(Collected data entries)
-------

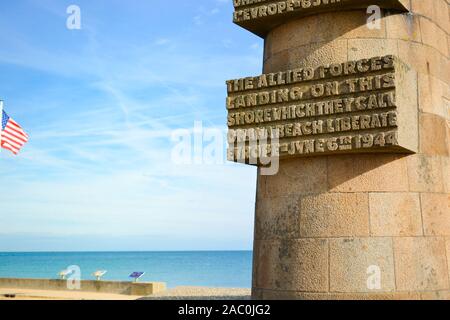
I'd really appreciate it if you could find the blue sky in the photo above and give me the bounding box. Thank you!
[0,0,263,251]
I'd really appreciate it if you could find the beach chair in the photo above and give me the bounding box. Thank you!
[58,269,72,280]
[92,270,108,281]
[129,271,145,282]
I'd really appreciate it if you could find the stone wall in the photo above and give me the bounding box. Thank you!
[253,0,450,299]
[0,278,166,296]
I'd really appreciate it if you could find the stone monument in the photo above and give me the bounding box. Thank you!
[227,0,450,299]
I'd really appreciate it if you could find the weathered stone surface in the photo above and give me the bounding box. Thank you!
[227,55,419,164]
[300,193,369,238]
[421,193,450,236]
[418,74,450,119]
[255,239,328,292]
[248,0,450,300]
[330,238,395,293]
[255,196,300,240]
[370,193,423,237]
[262,158,327,197]
[407,154,444,192]
[264,40,348,73]
[420,17,448,56]
[421,291,450,300]
[258,290,421,300]
[328,154,409,192]
[446,237,450,279]
[385,14,422,42]
[394,237,449,291]
[420,113,450,156]
[233,0,409,37]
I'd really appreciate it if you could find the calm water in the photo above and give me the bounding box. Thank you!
[0,251,252,288]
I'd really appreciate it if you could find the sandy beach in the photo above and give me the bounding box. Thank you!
[0,287,251,301]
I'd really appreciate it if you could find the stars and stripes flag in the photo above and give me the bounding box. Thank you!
[0,101,28,154]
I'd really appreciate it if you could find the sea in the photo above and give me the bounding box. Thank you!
[0,251,252,288]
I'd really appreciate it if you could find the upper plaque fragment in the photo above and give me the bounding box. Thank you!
[233,0,409,38]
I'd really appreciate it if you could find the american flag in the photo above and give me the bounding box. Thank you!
[0,110,28,154]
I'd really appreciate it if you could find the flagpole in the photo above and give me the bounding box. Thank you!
[0,100,3,152]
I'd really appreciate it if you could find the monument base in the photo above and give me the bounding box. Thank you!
[253,6,450,299]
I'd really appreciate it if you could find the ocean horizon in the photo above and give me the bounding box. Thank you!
[0,250,253,288]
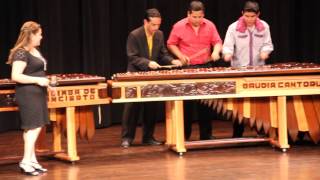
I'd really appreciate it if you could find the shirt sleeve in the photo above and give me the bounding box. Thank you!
[211,24,222,46]
[12,49,28,62]
[261,27,273,53]
[167,26,180,45]
[222,26,235,55]
[127,33,150,71]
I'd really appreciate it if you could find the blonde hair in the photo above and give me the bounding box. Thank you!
[7,21,41,64]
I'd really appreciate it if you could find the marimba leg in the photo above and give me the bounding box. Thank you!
[171,100,186,155]
[278,96,290,151]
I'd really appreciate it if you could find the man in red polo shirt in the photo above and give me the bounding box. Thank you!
[167,1,222,140]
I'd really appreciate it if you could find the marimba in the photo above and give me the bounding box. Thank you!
[108,63,320,154]
[0,74,110,162]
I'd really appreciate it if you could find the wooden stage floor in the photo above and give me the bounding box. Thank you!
[0,121,320,180]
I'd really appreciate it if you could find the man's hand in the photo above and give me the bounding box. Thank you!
[223,54,232,62]
[179,54,190,65]
[260,52,269,61]
[171,59,182,66]
[211,51,220,61]
[148,61,160,69]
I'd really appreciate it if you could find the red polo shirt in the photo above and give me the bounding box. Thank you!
[167,18,222,65]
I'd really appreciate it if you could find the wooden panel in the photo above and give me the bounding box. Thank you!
[293,96,309,132]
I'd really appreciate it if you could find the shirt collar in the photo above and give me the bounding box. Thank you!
[236,17,265,33]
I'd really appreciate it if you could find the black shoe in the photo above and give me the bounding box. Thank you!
[142,138,163,145]
[19,162,40,176]
[121,139,131,148]
[200,136,216,140]
[30,162,48,173]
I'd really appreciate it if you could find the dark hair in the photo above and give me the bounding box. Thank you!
[243,1,260,13]
[188,1,205,13]
[144,8,161,21]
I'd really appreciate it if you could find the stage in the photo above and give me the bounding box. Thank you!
[0,120,320,180]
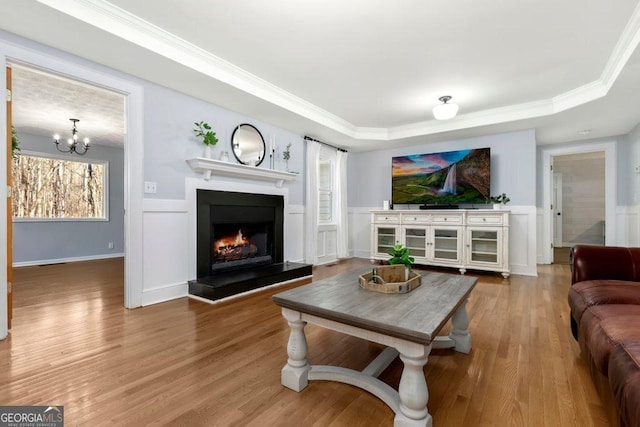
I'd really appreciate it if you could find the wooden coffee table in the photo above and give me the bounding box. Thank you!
[273,270,477,426]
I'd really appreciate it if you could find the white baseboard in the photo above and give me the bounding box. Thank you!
[12,253,124,268]
[142,283,189,307]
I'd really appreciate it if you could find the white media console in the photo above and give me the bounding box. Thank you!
[371,209,509,278]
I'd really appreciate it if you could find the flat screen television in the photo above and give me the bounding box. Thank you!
[391,148,491,205]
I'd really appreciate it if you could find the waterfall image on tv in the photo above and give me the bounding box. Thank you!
[391,148,491,205]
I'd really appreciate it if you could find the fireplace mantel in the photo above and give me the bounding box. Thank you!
[187,157,297,188]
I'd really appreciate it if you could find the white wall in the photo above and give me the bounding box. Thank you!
[348,130,536,276]
[13,132,124,266]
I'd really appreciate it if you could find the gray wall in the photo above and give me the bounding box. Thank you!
[348,130,536,208]
[618,124,640,206]
[13,133,124,263]
[536,134,640,208]
[143,82,305,205]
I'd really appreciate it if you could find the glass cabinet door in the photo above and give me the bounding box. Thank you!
[433,228,461,262]
[469,229,500,264]
[375,226,399,255]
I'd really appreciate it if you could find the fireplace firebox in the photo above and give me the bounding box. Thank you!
[189,190,311,300]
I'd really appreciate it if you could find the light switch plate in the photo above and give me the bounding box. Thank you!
[144,181,157,194]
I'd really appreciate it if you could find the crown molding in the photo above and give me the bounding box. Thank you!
[37,0,640,141]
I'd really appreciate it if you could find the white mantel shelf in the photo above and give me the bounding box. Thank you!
[187,157,298,188]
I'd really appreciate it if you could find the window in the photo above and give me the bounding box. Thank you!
[318,157,333,223]
[12,152,108,221]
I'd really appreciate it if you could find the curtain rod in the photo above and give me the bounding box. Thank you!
[304,135,348,153]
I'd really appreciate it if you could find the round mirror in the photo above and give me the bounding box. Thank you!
[231,123,266,166]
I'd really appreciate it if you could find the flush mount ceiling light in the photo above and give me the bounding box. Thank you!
[53,119,89,156]
[433,96,458,120]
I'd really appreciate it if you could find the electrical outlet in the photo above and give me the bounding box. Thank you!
[144,181,157,194]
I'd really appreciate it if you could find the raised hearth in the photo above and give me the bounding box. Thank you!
[189,262,312,301]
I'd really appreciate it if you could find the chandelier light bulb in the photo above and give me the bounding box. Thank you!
[433,96,458,120]
[53,119,89,156]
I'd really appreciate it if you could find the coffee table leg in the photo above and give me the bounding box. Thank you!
[449,299,471,354]
[393,345,432,427]
[280,308,311,391]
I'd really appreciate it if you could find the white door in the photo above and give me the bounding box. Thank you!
[551,172,562,248]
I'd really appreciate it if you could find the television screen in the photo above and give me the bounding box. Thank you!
[391,148,491,205]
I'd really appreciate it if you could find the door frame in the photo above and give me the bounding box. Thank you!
[540,140,618,264]
[0,39,144,339]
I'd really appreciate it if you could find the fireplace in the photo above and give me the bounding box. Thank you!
[189,189,311,300]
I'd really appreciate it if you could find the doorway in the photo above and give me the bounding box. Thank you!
[7,62,125,324]
[541,141,617,264]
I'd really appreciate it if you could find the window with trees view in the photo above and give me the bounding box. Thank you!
[12,152,108,220]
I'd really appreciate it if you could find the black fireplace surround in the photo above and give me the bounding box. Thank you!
[189,190,311,300]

-------

# Instructions to follow:
Convert every line of all the items above into a Markdown table with the columns "Row" and "Entry", numbering each line in order and omitting blank lines. Leave the pictures out of the table.

# Result of the exercise:
| Row | Entry |
|---|---|
| 1 | I'd really appreciate it if you could find the blue sky in the photo above and give me the bounding box. Thank you! |
| 2 | [0,0,263,251] |
| 3 | I'd really appreciate it if you could find the beach chair in the photo above and give me the bounding box. Thank you! |
| 4 | [58,269,72,280] |
| 5 | [92,270,108,281] |
| 6 | [129,271,145,282] |
| 7 | I'd really appreciate it if you could find the stone wall in the photo above and give me the bounding box. Thank you! |
| 8 | [253,0,450,299] |
| 9 | [0,278,166,296] |
| 10 | I'd really appreciate it if you could find the stone monument in the photo above and give me the bounding box. Thank you! |
| 11 | [227,0,450,299] |
| 12 | I'd really appreciate it if you could find the weathered stone surface in the photo above and give me the bounding box. Thank you! |
| 13 | [227,55,419,164] |
| 14 | [300,193,369,238] |
| 15 | [421,193,450,236] |
| 16 | [418,74,450,119] |
| 17 | [255,239,328,292] |
| 18 | [248,0,450,300] |
| 19 | [330,238,395,293] |
| 20 | [255,196,300,240] |
| 21 | [370,193,423,237] |
| 22 | [262,158,327,197] |
| 23 | [407,154,444,192] |
| 24 | [264,40,348,73] |
| 25 | [420,17,448,56] |
| 26 | [421,291,450,300] |
| 27 | [258,290,421,300] |
| 28 | [328,154,409,192] |
| 29 | [446,237,450,279] |
| 30 | [385,14,422,42] |
| 31 | [394,237,449,291] |
| 32 | [420,113,450,156] |
| 33 | [233,0,409,37] |
| 34 | I'd really appreciate it if you could find the calm water in the photo above and give me the bounding box. Thank you! |
| 35 | [0,251,252,288] |
| 36 | I'd really appreciate it if you could find the sandy beach in the photo above and give me the bounding box. Thank you! |
| 37 | [0,287,251,301] |
| 38 | I'd really appreciate it if you could find the stars and stripes flag in the photo above and give me the bounding box. Thank you! |
| 39 | [0,101,28,154] |
| 40 | I'd really appreciate it if you could find the sea in the photo above and give me the bounding box. Thank you! |
| 41 | [0,251,252,288] |
| 42 | I'd really appreciate it if you could find the upper plaque fragment in the photo above and give me the bounding box. Thank you! |
| 43 | [233,0,409,38] |
| 44 | I'd really appreciate it if you could find the american flag in the photo above and give me the bounding box. Thank you! |
| 45 | [0,110,28,154] |
| 46 | I'd really appreciate it if you could find the flagpole in the photo above and give me the bounding box. Thank you! |
| 47 | [0,100,3,152] |
| 48 | I'd really appreciate it if you could find the monument base in the photo above and give me the bounding box. Thank you! |
| 49 | [253,6,450,299] |
| 50 | I'd really appreciate it if you could find the ocean horizon in the photo above and give me the bounding box. Thank you! |
| 51 | [0,250,253,288] |
| 52 | I'd really appreciate it if you could find the shirt sleeve in the photo above and give me the bounding box. Thank you! |
| 53 | [211,24,222,46] |
| 54 | [12,49,28,62] |
| 55 | [261,27,273,53] |
| 56 | [167,26,180,45] |
| 57 | [222,26,235,55] |
| 58 | [127,33,150,71] |
| 59 | I'd really appreciate it if you could find the blonde hair in the photo above and give me the bounding box. Thank you! |
| 60 | [7,21,41,64] |
| 61 | I'd really appreciate it if you could find the marimba leg in the photo above and give me the bounding box. Thank you! |
| 62 | [171,100,186,155] |
| 63 | [278,96,290,151] |
| 64 | I'd really appreciate it if you could find the man in red polo shirt in the photo above and give me the bounding box. Thank you! |
| 65 | [167,1,222,140] |
| 66 | I'd really appreciate it if you could find the marimba in the photo above and give me the bounding box. Thank you! |
| 67 | [108,63,320,154] |
| 68 | [0,74,110,162] |
| 69 | I'd really appreciate it if you could find the wooden stage floor in the photo above and give me the bounding box. Thank you! |
| 70 | [0,121,320,180] |
| 71 | I'd really appreciate it if you could find the man's hand in the photo above and give me the bounding box. Thank you! |
| 72 | [223,54,232,62] |
| 73 | [179,54,190,65] |
| 74 | [260,52,269,61] |
| 75 | [171,59,182,66] |
| 76 | [211,51,220,61] |
| 77 | [148,61,160,69] |
| 78 | I'd really appreciate it if you could find the red polo shirt in the photo above and give me the bounding box. Thank you! |
| 79 | [167,18,222,65] |
| 80 | I'd really appreciate it if you could find the wooden panel in the photo above and give me the bounding box. Thank you! |
| 81 | [293,96,309,132] |
| 82 | I'd really appreciate it if you could find the shirt collar in the photo above and give me the bounding box. Thank you! |
| 83 | [236,17,265,33] |
| 84 | I'd really appreciate it if you could find the black shoe in the photo above and give me the bounding box. Thank you! |
| 85 | [142,138,163,145] |
| 86 | [19,162,40,176] |
| 87 | [121,139,131,148] |
| 88 | [200,136,216,140] |
| 89 | [30,162,48,173] |
| 90 | I'd really appreciate it if you could find the dark hair in the photo above and give me the bounding box. Thank you! |
| 91 | [243,1,260,13] |
| 92 | [188,1,205,13] |
| 93 | [144,8,161,21] |
| 94 | I'd really appreciate it if you could find the stage in the photo above and give me the bounding box. Thank you! |
| 95 | [0,120,320,180] |
| 96 | I'd really appreciate it if you could find the wooden coffee table in the photo above and give me the bounding box. Thank you! |
| 97 | [273,270,477,426] |
| 98 | I'd really appreciate it if you could find the white baseboard in the photo above and give me the bounding box. Thank you! |
| 99 | [12,253,124,268] |
| 100 | [142,283,189,307] |
| 101 | I'd really appreciate it if you could find the white media console in the photo above and give me the bounding box. Thank you! |
| 102 | [371,209,509,278] |
| 103 | I'd really appreciate it if you could find the flat screen television in the photo above and give me the bounding box. Thank you! |
| 104 | [391,148,491,205] |
| 105 | I'd really appreciate it if you could find the waterfall image on tv in the photo above and give me the bounding box. Thank you! |
| 106 | [391,148,491,205] |
| 107 | I'd really appreciate it if you could find the fireplace mantel in the photo above and give me the bounding box. Thank you! |
| 108 | [187,157,297,188] |
| 109 | I'd really appreciate it if you could find the white wall in the photo above and give me the bounding box. Thank you! |
| 110 | [348,130,536,276] |
| 111 | [13,132,124,266] |
| 112 | I'd really appreciate it if you could find the gray wall in the photo above and give me the bounding box. Thank you! |
| 113 | [348,130,536,208] |
| 114 | [618,124,640,206] |
| 115 | [13,133,124,263] |
| 116 | [536,134,640,208] |
| 117 | [143,82,305,205] |
| 118 | I'd really appreciate it if you could find the glass cabinet door in the photo above and give me the bounding box. Thank you! |
| 119 | [433,228,461,262] |
| 120 | [469,229,500,264] |
| 121 | [375,226,399,255] |
| 122 | I'd really appreciate it if you could find the fireplace firebox in the photo above and give me the bounding box. Thank you! |
| 123 | [189,190,311,300] |
| 124 | I'd really appreciate it if you could find the light switch plate in the photo above and give me the bounding box. Thank you! |
| 125 | [144,181,157,194] |
| 126 | I'd really appreciate it if you could find the crown molding in the photo above and give me the bounding box. Thank you! |
| 127 | [37,0,640,141] |
| 128 | I'd really appreciate it if you could find the white mantel shelf in the photo above and give me the bounding box. Thank you! |
| 129 | [187,157,298,188] |
| 130 | I'd really appreciate it if you could find the window in the photo above and give me the bounding box. Thank you! |
| 131 | [318,157,333,223] |
| 132 | [12,152,108,221] |
| 133 | I'd really appreciate it if you could find the curtain rod in the photo above and give me the bounding box. Thank you! |
| 134 | [304,135,348,153] |
| 135 | I'd really appreciate it if you could find the round mirror in the photo above and give me the bounding box. Thank you! |
| 136 | [231,123,266,166] |
| 137 | I'd really appreciate it if you could find the flush mount ceiling light in the photo above and give me the bounding box. Thank you! |
| 138 | [53,119,89,156] |
| 139 | [433,96,458,120] |
| 140 | I'd really appreciate it if you could find the electrical outlet in the photo above and give me the bounding box. Thank you! |
| 141 | [144,181,157,194] |
| 142 | I'd really appreciate it if you could find the raised hearth in the photo above and give me the bounding box. Thank you! |
| 143 | [189,262,312,301] |
| 144 | I'd really appreciate it if you could find the chandelier light bulb in the photo above and give me the bounding box. Thank you! |
| 145 | [433,96,458,120] |
| 146 | [53,119,89,156] |
| 147 | I'd really appreciate it if you could find the coffee table leg in the photo above and give me the bounding box. Thank you! |
| 148 | [449,299,471,354] |
| 149 | [393,345,432,427] |
| 150 | [280,308,311,391] |
| 151 | I'd really appreciate it if you could find the white door in the photo above and give me the bounding box. Thank you! |
| 152 | [551,172,562,248] |
| 153 | I'd really appreciate it if you could find the television screen in the photo above and give me the bounding box. Thank you! |
| 154 | [391,148,491,205] |
| 155 | I'd really appreciate it if you could find the door frame in the photo above and give me the bounding box. Thank you! |
| 156 | [540,140,618,264] |
| 157 | [0,39,144,339] |
| 158 | I'd really appreciate it if you could find the fireplace in the photo above and give me the bounding box. Thank you! |
| 159 | [189,189,311,300] |
| 160 | I'd really appreciate it if you could find the doorway in the photo above and give me the bounding box. Thank you! |
| 161 | [7,62,125,324] |
| 162 | [541,141,617,264] |
| 163 | I'd really appreciate it if you could find the window with trees view in the photo above and give me the bounding box. Thank you! |
| 164 | [12,152,108,220] |
| 165 | I'd really appreciate it if you could find the black fireplace surround in the photo above and give me the bounding box. Thank you! |
| 166 | [189,190,311,300] |